══ TEXT TO READ ══

September 2009 - Posts

Exploring StreamInsight's adapter model

Adapters are a fundamental component of Complex Event Processing (CEP) applications. In a nutshell, adapters provide the interfaces that abstracts how events are produced or consumed by the CEP infrastructure. Most CEP frameworks leverage the concept of an adapter as the fundamental mechanism for interacting with heterogeneous systems. Following the same principles, Microsoft's StreamInsight uses adapters to model the flow of events in or out of the CEP host. Furthermore, StreamInsight enables a flexible programming model that allows developers to extend the core infrastructure by implementing custom adapters. From a programming model standpoint, StreamInsight classifies adapters based on the direction of event flow and on the event model used.

An StreamInsight adapter can be classified as input or output depending on whether events flow in or out of the hosting application. An input adapters accepts a set of events from data source on its native format, translate them and flow them into a StreamInsight application. Similarly, an output adapter receives events from an StreamInsight applications, translate them into its native format and send them to the target application.

In addition to the directionality of events, StreamInsight adapters can also be classified based on the event model they support. In that regard, StreamInsight supports three types of adapters: interval, point and edge.

  • The point model is used to indicate when the event is valid for a single instant of time. Examples are the arrival of an e-mail, a meter reading, a user Web click, a stock tick, or an entry into the Windows Event Log.
  • The interval model is used to indicate when an event is valid for a given period of time and both the start time and end time of the interval can be provided in the event type at the time of enqueueing the event into the server. Examples include the width of an electronic pulse or the duration of (validity of) an auction bid.
  • The edge model is used to indicate when the event is valid for a given interval of time; however, only the start time is known when it is enqueued into to the CEP server. The end time of the event is provided at a later time. Examples are Windows processes, trace events from Event Tracing for Windows (ETW), a Web user session, or quantization of an analog signal.

═══

WHAT TO DO |
A. Update everything in the StreamInsight adapter text from "In addition to" down to "an auction bid.", putting "currency quote" in place of "stock tick".
B. Go on with the StreamInsight adapter article from the point where it stops.
The lines that come next have no connection to the StreamInsight adapter text.

══ RECORDED INFORMATION ══

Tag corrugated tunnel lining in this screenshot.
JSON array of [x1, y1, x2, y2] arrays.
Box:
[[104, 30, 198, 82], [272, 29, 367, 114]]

═══

EXERCISE RESPONSES |
A.
In addition to the directionality of events, StreamInsight adapters can also be classified based on the event model they support. In that regard, StreamInsight supports three types of adapters: interval, point and edge.

  • The point model is used to indicate when the event is valid for a single instant of time. Examples are the arrival of an e-mail, a meter reading, a user Web click, a currency quote, or an entry into the Windows Event Log.
  • The interval model is used to indicate when an event is valid for a given period of time and both the start time and end time of the interval can be provided in the event type at the time of enqueueing the event into the server. Examples include the width of an electronic pulse or the duration of (validity of) an auction bid.

B.
Another important characteristic of a StreamInsight adapter is the type of data it can process. Some adapter process that can be model by strongly typed .NET classes while other adapters require the ability to process heterogeneous event payloads. StreamInsight classifies the adapter as typed or untyped based on whether the event types are well-known and strongly defined at design time or generated dynamically at runtime.

Based on the event kind and model, StreamInsight abstracts adapters using a series of based classes as illustrated in the following table.

 

Adapter type

 

 

Input adapter base class

 

 

Output adapter base class

 

 

Typed point

 

 

TypedPointInputAdapter

 

 

TypedPointOutputAdapter

 

 

Untyped point

 

 

PointInputAdapter

 

 

PointOutputAdapter

 

 

Typed interval

 

 

TypedIntervalInputAdapter

 

 

TypedIntervalOutputAdapter

 

 

Untyped interval

 

 

IntervalInputAdapter

 

 

IntervalOutputAdapter

 

 

Typed edge

 

 

TypedEdgeInputAdapter

 

 

TypedEdgeOutputAdapter

 

 

Untyped edge

 

 

EdgeInputAdapter

 

 

EdgeOutputAdapter

 

 

Given the long running nature of most CEP application, input and output adapters go through different stages that represent their ability of producing or consuming events respectively. For instance, while an adapter is actively producing events its state can be set to "running". However, that state can be reset "suspended" when to indicate that there are no events immediately available in the source system.

StreamInsight models the lifecycle of an adapter using a sophisticated but flexible state machine illustrated in the following figure.

StAdapterModel[1]

An interesting detail of the StreamInsight programming model is that the previous state machine if used by both input and output adapters. On a future post I plan to cover in more details the adapter programming model including its state transitions.

As you can notice, the adapter state transitions are controlled by the CEP server and by the adapter itself. Specifically, a state transition occurs before the CEP server calls Start() or Resume() and after the adapter calls Enqueue(), Dequeue(), Ready(), and Stopped(). The events received by the input adapter are made available to the CEP application by using the Enqueue() operation. Similarly, the output adapter uses the Dequeue() operation to retrieve events that need to be sent to the target system.

I hope this explanation will help you to get more familiar with the StreamInsight adapter model. In a future following post we will cover the details of implementing a custom adapter using the StreamInsight programming model.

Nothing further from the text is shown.